- DATASET RECORDS

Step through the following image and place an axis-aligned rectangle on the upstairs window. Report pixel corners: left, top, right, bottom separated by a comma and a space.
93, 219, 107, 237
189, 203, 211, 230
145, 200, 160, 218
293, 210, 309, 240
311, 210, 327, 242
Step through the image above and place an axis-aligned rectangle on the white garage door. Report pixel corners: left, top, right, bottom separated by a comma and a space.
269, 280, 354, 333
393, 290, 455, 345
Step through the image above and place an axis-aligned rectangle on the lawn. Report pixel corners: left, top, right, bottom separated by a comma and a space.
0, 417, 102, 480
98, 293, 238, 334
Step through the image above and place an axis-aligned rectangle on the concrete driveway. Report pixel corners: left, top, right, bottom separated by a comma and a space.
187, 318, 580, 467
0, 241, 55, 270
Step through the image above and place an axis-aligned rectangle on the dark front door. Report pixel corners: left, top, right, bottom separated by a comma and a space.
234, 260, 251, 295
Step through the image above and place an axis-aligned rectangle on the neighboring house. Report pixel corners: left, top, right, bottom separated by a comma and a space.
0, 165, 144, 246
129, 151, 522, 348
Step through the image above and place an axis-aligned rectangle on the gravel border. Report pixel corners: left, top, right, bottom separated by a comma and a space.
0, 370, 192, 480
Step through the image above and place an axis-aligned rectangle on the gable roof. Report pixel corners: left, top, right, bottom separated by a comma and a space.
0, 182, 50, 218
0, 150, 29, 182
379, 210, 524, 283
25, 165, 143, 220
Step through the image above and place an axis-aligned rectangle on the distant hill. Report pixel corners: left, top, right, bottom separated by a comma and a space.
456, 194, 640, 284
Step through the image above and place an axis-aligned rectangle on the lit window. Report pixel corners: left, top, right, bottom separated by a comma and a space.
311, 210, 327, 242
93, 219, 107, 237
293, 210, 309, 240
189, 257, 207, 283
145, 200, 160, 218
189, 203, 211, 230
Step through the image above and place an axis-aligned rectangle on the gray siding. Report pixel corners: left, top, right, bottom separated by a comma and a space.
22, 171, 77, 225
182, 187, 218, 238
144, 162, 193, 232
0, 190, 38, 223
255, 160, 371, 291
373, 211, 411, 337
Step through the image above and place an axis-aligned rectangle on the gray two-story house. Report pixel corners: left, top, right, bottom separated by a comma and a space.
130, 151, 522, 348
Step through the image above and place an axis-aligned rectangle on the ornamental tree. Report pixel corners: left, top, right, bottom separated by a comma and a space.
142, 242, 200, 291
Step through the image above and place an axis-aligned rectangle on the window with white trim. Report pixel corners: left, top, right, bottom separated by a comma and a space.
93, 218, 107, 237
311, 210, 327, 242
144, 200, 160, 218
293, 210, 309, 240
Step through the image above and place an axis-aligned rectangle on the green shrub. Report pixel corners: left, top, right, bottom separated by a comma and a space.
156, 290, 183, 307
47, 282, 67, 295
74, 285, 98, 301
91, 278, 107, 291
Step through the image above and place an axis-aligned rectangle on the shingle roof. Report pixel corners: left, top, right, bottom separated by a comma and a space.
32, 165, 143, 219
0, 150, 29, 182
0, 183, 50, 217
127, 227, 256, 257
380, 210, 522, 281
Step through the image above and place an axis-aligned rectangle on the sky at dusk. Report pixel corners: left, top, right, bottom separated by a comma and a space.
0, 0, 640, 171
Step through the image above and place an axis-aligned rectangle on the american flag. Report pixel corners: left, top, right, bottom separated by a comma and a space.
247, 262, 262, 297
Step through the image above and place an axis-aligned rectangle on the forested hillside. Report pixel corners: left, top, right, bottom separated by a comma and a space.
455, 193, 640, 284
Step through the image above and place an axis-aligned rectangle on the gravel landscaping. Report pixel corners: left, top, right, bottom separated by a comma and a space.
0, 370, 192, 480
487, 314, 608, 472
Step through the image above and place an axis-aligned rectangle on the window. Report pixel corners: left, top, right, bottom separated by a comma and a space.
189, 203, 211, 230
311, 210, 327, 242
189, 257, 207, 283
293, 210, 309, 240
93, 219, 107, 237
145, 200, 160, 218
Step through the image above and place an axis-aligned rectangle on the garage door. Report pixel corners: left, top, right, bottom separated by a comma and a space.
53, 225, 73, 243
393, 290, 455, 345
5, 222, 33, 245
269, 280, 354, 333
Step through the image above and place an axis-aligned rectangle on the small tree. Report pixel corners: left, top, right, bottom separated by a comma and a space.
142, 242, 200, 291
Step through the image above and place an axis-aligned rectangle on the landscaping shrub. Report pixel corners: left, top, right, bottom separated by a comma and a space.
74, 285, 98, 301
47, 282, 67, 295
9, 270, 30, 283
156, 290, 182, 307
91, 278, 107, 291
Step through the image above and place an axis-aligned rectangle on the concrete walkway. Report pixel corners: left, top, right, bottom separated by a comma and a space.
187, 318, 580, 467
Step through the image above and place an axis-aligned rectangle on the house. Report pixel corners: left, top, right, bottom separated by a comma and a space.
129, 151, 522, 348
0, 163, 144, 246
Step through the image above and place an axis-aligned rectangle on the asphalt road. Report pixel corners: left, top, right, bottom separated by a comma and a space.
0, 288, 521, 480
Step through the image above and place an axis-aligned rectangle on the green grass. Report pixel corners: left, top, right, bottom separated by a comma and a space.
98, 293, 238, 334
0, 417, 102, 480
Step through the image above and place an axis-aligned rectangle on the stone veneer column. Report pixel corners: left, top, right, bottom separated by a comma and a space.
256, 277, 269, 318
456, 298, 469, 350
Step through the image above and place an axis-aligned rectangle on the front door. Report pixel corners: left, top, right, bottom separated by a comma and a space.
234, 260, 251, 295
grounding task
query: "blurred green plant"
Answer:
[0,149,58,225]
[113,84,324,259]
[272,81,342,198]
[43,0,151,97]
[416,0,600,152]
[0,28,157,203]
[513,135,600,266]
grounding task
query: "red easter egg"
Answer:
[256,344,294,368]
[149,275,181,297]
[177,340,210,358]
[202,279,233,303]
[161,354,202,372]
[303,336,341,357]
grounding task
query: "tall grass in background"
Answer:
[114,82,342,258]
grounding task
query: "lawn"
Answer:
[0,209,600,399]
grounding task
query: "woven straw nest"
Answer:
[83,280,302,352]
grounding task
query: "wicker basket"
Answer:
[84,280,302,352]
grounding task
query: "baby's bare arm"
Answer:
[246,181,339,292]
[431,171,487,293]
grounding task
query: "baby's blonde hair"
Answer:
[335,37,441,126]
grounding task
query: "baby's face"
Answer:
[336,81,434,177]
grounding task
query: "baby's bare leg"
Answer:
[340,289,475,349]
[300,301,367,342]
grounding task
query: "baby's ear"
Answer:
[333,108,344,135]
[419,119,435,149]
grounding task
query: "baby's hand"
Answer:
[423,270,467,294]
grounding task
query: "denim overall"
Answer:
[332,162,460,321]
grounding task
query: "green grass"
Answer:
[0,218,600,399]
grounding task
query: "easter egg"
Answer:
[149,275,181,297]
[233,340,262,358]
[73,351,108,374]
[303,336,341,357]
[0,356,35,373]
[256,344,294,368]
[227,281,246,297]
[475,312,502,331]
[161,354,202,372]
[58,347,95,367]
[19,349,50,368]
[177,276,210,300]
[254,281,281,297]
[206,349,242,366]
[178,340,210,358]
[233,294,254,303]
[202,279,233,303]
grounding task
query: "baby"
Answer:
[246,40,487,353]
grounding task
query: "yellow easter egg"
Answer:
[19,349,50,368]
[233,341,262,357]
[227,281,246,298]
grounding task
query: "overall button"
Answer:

- GOAL OF THE EXERCISE
Count how many lines in the items above contain the string "gravel", treating uppercase and lowercase letters as different. Give only the number.

- TASK ANSWER
2